I'm learning C++, and would like some guidance. I'm pretty sure I'm doing something wrong.
This algorithm runs in O(n) time and uses O(n) external space. Could I make a more efficient algorithm for doing this, time and memory-wise? Also, could I multi-thread this?
Here is my code. Ignore my coding style, I like making it minimal:
#include<iostream>
#include<vector>
std::ostream&operator<<(std::ostream&ost,const std::vector<int>&input){
for(auto const&inp:input){
ost<<inp<<" ";
}
return ost;
}
int main(){
std::vector<int>nums={1,2,3,4,5,6,7,8,9};
std::vector<int>evens;
std::vector<int>odds;
for(int ctr=0;ctr<nums.size();ctr++){
if(nums[ctr]%2){
odds.push_back(nums[ctr]);
}else{
evens.push_back(nums[ctr]);
}
}
std::cout<<evens;
std::cout<<odds;
std::cout<<"\n";
}
2 Answers 2
std::ostream&operator<<(std::ostream&ost,const std::vector<int>&input){
It's not just style.
Peopledontwritelikethisbecauseitsreally reallyhardtoreadthisiswhatyourcodelookslikedontdoit.
...
Please use a reasonable amount of whitespace. Being able to read the code easily is a huge step towards understanding it:
std::ostream& operator<<(std::ostream& ost, const std::vector<int>& input) {
for(int ctr=0;ctr<nums.size();ctr++)

Required task A
Repeat the part of the C++ review post between "This algorithm runs" and "I multi-thread this?", inclusive.
Required task B
Pick up the C++ review post after its last line and write what comes next.
Nothing in the records is needed.

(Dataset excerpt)
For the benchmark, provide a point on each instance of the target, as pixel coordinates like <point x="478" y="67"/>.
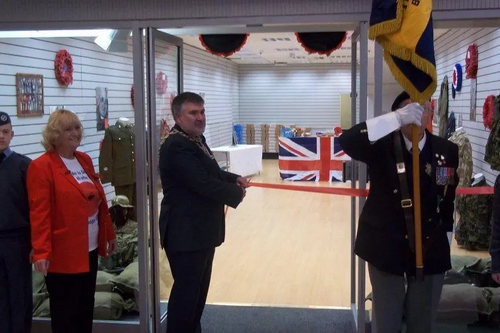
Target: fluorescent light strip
<point x="53" y="33"/>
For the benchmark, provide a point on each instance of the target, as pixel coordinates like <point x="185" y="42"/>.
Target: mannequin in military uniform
<point x="126" y="235"/>
<point x="117" y="159"/>
<point x="383" y="238"/>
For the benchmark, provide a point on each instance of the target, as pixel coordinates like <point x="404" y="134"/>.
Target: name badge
<point x="445" y="176"/>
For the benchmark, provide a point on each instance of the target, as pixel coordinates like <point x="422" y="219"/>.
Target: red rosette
<point x="488" y="111"/>
<point x="161" y="83"/>
<point x="63" y="67"/>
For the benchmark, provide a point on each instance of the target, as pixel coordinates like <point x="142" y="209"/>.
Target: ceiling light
<point x="51" y="33"/>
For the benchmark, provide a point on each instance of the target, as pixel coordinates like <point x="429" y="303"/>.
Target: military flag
<point x="404" y="30"/>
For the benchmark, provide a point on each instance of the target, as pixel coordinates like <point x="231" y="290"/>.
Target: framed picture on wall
<point x="102" y="108"/>
<point x="29" y="94"/>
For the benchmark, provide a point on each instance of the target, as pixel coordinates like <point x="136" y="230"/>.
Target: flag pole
<point x="417" y="205"/>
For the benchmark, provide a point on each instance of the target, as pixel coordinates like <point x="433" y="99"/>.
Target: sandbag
<point x="458" y="263"/>
<point x="38" y="282"/>
<point x="108" y="306"/>
<point x="128" y="280"/>
<point x="459" y="304"/>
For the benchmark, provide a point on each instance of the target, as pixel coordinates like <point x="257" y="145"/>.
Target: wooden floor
<point x="284" y="248"/>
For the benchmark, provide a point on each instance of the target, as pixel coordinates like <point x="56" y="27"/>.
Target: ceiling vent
<point x="286" y="39"/>
<point x="288" y="50"/>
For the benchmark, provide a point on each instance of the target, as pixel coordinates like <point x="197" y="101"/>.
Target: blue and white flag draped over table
<point x="404" y="30"/>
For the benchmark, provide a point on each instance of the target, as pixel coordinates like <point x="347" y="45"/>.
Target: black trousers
<point x="191" y="272"/>
<point x="72" y="299"/>
<point x="16" y="295"/>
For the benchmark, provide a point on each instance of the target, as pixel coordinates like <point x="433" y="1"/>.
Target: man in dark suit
<point x="192" y="219"/>
<point x="385" y="234"/>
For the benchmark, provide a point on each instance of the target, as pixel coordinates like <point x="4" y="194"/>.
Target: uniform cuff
<point x="380" y="126"/>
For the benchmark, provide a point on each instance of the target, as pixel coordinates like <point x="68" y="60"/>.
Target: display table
<point x="311" y="159"/>
<point x="244" y="160"/>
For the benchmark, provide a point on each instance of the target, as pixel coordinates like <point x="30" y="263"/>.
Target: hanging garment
<point x="250" y="134"/>
<point x="473" y="230"/>
<point x="277" y="134"/>
<point x="264" y="137"/>
<point x="450" y="128"/>
<point x="465" y="164"/>
<point x="443" y="107"/>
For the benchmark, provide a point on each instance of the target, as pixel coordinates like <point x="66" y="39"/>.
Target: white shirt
<point x="81" y="177"/>
<point x="380" y="126"/>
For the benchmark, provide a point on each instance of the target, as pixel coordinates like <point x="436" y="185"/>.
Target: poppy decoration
<point x="223" y="45"/>
<point x="63" y="67"/>
<point x="457" y="77"/>
<point x="323" y="43"/>
<point x="132" y="95"/>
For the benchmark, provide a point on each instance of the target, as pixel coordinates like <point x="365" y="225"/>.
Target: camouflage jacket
<point x="464" y="157"/>
<point x="474" y="226"/>
<point x="127" y="247"/>
<point x="492" y="149"/>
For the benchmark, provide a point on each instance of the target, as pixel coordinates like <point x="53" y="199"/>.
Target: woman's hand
<point x="42" y="266"/>
<point x="112" y="246"/>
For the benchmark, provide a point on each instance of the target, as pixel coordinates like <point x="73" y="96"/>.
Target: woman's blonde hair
<point x="57" y="124"/>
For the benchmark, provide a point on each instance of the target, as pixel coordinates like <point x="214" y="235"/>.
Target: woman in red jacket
<point x="70" y="225"/>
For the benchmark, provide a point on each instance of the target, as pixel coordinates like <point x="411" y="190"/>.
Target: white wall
<point x="450" y="49"/>
<point x="303" y="95"/>
<point x="93" y="67"/>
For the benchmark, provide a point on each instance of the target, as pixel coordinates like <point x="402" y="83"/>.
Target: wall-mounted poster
<point x="102" y="108"/>
<point x="473" y="98"/>
<point x="29" y="92"/>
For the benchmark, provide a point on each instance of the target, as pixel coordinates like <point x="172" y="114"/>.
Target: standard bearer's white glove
<point x="410" y="114"/>
<point x="381" y="126"/>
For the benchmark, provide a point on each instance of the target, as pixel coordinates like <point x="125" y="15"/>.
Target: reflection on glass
<point x="166" y="62"/>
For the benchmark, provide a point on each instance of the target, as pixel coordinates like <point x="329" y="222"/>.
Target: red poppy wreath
<point x="64" y="68"/>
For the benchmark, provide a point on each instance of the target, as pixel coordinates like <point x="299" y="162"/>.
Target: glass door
<point x="164" y="72"/>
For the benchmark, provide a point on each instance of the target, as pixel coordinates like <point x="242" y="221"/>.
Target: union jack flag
<point x="311" y="159"/>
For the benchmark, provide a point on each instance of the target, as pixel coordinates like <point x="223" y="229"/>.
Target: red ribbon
<point x="356" y="192"/>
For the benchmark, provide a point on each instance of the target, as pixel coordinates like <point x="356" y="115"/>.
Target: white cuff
<point x="380" y="126"/>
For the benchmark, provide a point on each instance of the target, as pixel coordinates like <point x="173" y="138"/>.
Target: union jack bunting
<point x="311" y="159"/>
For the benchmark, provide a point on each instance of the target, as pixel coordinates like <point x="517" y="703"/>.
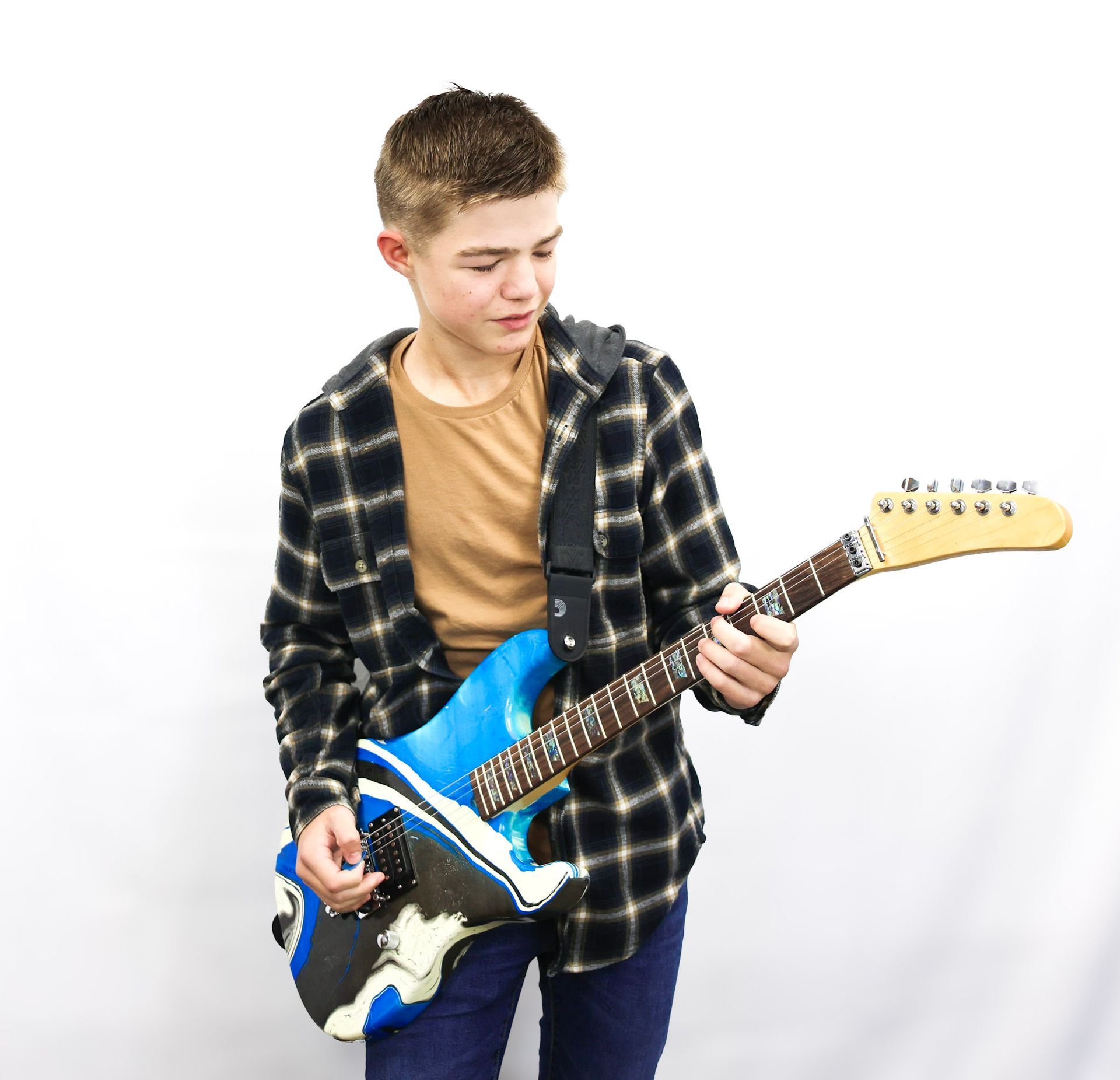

Written response A
This algorithm runs in O(n) time and uses O(n) external space. Could I make a more efficient algorithm for doing this, time and memory-wise? Also, could I multi-thread this?

Written response B
int
isn't the correct type for indexing a vector. It should be std::size_t
or std::vector<int>::size_type
if we want to be picky.
But we could just use a range-based for loop here too:
for (int n : nums) { ... }
Otherwise it looks pretty reasonable.
We could use std::partition_copy
from the <algorithm>
header to implement this if we wanted to:
std::partition_copy(
nums.begin(), nums.end(),
std::back_inserter(odds), std::back_inserter(evens),
[] (int n) { return n % 2; });
(And we could pass an execution policy to it for easy parallelization if we really wanted to - which seems overkill for splitting a vector of 9 numbers).
for(int ctr=0;ctr<nums.size();ctr++){
if(nums[ctr]%2){
odds.push_back(nums[ctr]);
}else{
evens.push_back(nums[ctr]);
}
}
Well, you are repeating nums[ctr]
three different places. Using the proper looping construct takes care of this automatically:
for (const auto x : nums) {
Now you already have the value in a simple named variable x
and don't need to use the index at all.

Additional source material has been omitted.